The input:
----------------

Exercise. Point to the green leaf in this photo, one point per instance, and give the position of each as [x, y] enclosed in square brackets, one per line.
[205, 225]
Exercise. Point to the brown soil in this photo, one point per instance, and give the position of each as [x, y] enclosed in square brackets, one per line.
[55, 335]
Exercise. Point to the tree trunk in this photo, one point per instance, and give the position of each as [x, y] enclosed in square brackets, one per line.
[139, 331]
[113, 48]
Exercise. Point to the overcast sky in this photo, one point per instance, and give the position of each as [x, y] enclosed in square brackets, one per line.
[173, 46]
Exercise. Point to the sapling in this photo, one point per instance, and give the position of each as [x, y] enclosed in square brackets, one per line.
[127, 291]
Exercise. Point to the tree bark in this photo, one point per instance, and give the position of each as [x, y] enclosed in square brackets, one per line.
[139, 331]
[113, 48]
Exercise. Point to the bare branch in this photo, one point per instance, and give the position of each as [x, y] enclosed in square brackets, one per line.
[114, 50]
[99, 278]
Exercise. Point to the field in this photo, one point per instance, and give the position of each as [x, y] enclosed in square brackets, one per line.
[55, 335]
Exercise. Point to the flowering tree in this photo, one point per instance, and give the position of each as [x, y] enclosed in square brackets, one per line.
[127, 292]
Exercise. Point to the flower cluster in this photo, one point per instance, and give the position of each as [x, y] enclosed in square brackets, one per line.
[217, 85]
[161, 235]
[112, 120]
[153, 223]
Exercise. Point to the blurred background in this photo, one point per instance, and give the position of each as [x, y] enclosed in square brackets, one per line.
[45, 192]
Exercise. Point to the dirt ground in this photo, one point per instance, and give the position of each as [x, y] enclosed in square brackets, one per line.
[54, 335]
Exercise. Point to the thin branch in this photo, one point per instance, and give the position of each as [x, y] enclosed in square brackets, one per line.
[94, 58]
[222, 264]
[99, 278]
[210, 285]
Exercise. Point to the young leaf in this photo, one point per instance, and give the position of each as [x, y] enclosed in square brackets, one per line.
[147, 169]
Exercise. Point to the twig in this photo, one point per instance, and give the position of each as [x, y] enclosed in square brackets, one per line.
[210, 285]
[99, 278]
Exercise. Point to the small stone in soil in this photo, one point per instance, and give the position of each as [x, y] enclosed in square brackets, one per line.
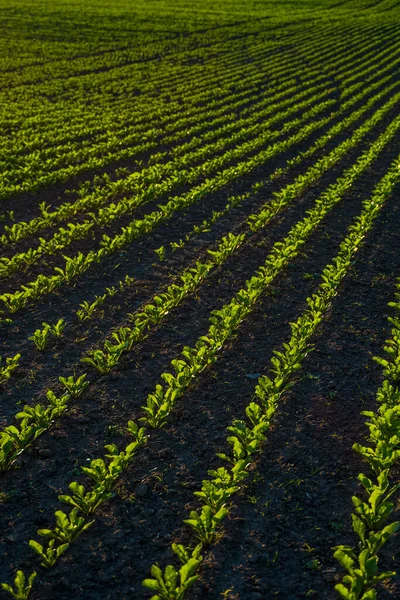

----------------

Instruction:
Pull out each line of the records containing the word "tree", and copy those lines without changes.

Output below:
Exercise. Point to the tree trunk in this photo, one point per instance, and give the position of each as [x, y] enclosed in square brackets, one per line.
Exercise. Point to the tree bark in this photo, one point per instance, and give the position of each as [x, y] enclosed in square brackets, one per line.
Exercise. Point to the flowering tree in this photo, one point per instance, and give the position of each as [x, y] enclosed in square brackets, one per line.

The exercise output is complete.